* What to produce: Nothing but the lines from the line with "A note for the class: find the tree" through the end of the data is to be copied, and each is to be copied exactly.

===== Data shown =====

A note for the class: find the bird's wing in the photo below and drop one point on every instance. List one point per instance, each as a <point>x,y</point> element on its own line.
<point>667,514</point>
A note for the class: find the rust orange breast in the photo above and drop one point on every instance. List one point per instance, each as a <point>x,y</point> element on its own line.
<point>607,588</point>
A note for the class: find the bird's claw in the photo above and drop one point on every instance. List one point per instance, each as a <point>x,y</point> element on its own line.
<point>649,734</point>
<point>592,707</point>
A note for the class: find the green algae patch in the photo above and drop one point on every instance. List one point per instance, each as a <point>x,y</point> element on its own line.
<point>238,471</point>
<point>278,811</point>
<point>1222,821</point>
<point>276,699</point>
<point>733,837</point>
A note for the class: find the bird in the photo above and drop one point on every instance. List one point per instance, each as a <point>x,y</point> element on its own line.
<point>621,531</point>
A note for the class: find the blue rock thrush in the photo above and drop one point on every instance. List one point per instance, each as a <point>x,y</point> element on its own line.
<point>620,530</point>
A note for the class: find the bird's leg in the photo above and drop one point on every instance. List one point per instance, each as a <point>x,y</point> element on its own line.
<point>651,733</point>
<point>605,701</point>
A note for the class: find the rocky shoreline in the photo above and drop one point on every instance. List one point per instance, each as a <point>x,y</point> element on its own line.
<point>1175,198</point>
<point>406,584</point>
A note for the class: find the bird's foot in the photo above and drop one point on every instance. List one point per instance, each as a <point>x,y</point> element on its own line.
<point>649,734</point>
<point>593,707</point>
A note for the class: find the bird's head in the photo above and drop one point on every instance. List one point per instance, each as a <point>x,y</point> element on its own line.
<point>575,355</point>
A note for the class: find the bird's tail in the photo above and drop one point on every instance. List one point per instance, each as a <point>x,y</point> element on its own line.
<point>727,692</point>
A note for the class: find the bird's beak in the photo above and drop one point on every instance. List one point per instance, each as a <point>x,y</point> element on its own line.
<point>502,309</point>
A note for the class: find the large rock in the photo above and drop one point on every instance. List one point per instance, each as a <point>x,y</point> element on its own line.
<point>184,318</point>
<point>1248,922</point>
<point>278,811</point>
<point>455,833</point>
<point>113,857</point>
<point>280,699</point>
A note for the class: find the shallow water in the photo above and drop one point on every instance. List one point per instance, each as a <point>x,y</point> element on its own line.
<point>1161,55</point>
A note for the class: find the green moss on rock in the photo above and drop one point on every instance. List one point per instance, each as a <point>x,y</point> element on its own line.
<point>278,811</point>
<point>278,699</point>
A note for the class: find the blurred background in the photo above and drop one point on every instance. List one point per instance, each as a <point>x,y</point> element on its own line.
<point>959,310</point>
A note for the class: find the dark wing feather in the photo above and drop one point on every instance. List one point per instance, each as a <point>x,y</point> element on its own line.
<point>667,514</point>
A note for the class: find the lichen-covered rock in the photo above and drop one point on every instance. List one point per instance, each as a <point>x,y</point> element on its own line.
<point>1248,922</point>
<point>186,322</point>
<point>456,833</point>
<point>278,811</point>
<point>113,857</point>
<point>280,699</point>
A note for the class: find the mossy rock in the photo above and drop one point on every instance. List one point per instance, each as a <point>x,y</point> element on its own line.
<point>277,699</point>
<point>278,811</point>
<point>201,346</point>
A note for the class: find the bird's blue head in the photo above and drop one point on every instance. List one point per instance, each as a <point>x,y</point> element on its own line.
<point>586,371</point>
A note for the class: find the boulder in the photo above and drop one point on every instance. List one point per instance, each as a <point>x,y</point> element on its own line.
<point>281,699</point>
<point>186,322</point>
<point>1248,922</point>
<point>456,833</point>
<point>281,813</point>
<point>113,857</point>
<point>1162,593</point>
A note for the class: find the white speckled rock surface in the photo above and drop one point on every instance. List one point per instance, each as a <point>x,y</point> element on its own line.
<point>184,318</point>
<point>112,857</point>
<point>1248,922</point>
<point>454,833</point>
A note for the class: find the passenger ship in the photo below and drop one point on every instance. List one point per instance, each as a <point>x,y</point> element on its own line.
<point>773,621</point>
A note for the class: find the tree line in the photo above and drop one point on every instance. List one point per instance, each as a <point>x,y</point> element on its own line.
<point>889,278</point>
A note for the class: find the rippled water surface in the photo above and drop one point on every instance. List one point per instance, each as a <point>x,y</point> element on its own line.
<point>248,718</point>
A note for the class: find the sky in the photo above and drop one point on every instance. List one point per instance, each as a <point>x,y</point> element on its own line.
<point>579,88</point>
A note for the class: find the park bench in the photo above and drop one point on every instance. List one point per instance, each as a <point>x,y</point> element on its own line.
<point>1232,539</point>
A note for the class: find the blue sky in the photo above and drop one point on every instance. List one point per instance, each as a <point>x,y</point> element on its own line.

=====

* Response for this exercise:
A note for the class: find the tree line in the photo above and drop one point on every instance. List one point per instance, each as a <point>x,y</point> element on its own line.
<point>889,278</point>
A note for the class: find the rippled water surface in the photo above and drop one point on every instance. List one point per instance, each as a <point>x,y</point> element on its own line.
<point>248,718</point>
A note for the class: find the sky in the photo above and drop one point on every instance. List one point per instance, each as a <point>x,y</point> element on its own line.
<point>579,88</point>
A note for the class: find the park bench in the photo above and drop one point on every instance. List one point per instance, each as a <point>x,y</point> element on its own line.
<point>1232,539</point>
A note for the class: find the blue sky in the photo above and drop one point on every instance. List one point per instance, each as a <point>x,y</point> element on its own line.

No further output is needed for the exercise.